DATA
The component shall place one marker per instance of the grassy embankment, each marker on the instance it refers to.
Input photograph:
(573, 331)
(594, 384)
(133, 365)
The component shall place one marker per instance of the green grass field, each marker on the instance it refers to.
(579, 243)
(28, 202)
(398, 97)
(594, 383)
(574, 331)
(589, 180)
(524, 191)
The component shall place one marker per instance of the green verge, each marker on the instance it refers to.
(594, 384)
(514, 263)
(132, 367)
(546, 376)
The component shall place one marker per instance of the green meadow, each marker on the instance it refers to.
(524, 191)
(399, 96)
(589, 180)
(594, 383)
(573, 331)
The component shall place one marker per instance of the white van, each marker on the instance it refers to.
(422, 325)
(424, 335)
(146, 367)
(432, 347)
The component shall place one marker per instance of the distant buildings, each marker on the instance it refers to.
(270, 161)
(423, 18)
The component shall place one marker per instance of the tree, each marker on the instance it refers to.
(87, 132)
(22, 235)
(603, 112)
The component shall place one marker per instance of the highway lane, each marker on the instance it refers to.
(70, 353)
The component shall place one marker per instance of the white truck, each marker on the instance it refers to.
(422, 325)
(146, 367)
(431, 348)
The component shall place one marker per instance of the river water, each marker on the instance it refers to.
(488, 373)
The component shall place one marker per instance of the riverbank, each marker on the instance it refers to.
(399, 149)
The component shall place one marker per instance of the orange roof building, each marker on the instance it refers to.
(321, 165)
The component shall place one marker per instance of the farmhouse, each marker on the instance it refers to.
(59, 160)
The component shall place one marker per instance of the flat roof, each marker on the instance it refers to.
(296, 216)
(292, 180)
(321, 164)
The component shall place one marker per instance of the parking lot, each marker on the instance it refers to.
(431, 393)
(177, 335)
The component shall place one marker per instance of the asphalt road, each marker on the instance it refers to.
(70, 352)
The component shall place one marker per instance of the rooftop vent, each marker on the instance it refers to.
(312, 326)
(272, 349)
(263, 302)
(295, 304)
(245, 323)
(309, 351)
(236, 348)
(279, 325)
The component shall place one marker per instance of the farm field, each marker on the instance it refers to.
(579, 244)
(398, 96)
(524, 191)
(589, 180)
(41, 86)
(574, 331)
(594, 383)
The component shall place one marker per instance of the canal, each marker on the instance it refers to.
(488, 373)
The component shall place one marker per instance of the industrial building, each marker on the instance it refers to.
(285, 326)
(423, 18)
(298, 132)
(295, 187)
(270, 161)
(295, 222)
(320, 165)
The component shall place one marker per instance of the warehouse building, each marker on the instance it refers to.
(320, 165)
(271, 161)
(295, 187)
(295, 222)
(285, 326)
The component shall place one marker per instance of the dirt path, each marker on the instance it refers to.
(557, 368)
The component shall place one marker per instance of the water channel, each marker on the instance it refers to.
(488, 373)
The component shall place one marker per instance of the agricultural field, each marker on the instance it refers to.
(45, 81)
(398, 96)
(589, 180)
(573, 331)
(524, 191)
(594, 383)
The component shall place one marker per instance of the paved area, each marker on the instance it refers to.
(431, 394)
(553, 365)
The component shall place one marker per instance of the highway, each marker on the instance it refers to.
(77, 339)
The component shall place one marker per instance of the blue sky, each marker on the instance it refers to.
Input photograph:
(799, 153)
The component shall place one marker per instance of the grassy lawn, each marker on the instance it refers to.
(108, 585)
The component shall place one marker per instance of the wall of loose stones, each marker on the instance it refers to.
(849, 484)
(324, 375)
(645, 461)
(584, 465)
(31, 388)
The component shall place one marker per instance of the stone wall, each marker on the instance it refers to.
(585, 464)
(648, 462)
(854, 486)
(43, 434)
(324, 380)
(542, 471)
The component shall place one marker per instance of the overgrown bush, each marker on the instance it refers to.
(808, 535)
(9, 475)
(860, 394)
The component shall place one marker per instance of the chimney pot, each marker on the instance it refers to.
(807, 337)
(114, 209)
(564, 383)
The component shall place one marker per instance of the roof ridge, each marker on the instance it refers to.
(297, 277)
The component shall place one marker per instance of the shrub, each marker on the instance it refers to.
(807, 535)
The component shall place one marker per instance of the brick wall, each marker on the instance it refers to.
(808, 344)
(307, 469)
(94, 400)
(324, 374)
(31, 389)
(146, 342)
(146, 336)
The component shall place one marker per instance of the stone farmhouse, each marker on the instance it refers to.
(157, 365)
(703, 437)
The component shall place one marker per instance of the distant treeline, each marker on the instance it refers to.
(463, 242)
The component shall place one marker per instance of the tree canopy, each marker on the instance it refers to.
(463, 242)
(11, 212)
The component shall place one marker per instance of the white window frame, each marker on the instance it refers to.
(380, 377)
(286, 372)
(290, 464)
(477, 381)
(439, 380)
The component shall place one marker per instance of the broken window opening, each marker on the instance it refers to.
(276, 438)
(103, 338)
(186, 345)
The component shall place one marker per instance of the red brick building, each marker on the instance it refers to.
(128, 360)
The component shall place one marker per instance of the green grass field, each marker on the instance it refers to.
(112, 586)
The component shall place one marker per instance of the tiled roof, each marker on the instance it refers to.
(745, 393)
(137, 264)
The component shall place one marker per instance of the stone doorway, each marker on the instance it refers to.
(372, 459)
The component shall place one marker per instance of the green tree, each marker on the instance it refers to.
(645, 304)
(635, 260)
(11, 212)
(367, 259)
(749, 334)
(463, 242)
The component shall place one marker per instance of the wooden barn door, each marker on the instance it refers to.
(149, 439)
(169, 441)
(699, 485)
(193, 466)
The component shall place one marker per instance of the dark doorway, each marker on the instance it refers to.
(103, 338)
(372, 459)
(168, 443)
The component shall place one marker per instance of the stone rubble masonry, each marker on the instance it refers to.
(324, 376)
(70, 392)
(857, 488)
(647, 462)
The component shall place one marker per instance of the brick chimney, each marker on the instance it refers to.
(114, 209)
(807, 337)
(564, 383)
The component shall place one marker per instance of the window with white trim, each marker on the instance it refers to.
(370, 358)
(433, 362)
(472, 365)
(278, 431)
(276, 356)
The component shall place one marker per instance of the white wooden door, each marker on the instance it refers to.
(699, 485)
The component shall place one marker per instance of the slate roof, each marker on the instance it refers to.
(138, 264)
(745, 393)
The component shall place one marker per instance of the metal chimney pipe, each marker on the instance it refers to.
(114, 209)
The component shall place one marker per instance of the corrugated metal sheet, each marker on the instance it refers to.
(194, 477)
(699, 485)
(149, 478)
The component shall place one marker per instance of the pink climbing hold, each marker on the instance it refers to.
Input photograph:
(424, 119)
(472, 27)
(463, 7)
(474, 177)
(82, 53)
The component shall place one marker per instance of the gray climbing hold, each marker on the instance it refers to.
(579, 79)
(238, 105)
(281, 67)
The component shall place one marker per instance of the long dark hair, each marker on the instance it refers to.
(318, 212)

WHAT NEEDS TO BE DONE
Quote exactly what appears from the line containing "the white wooden" through the final line of the listing above, including both of those lines.

EXPECTED OUTPUT
The component shall place one marker per instance of the white wooden door, each marker on the instance it refers to.
(699, 485)
The component shall place one marker per instance of the slate roof, each marker on the instance it refers to.
(138, 264)
(745, 393)
The component shall place one marker per instance of the metal chimney pipe, each marker on the instance it refers to.
(114, 209)
The component shall place one marker per instance of the corrugated metal sheet, each marker on the instance it refers to.
(194, 477)
(699, 485)
(149, 478)
The component shall place one marker per instance of the pink climbing hold, each marker on the instance it refers to.
Input photograph:
(424, 119)
(472, 27)
(463, 7)
(474, 177)
(82, 53)
The component shall place one marker per instance of the gray climbing hold, each marker on the instance it refers to.
(579, 79)
(238, 105)
(281, 67)
The component shall place one marker per instance of the long dark hair, each marker on the instance it refers to.
(318, 212)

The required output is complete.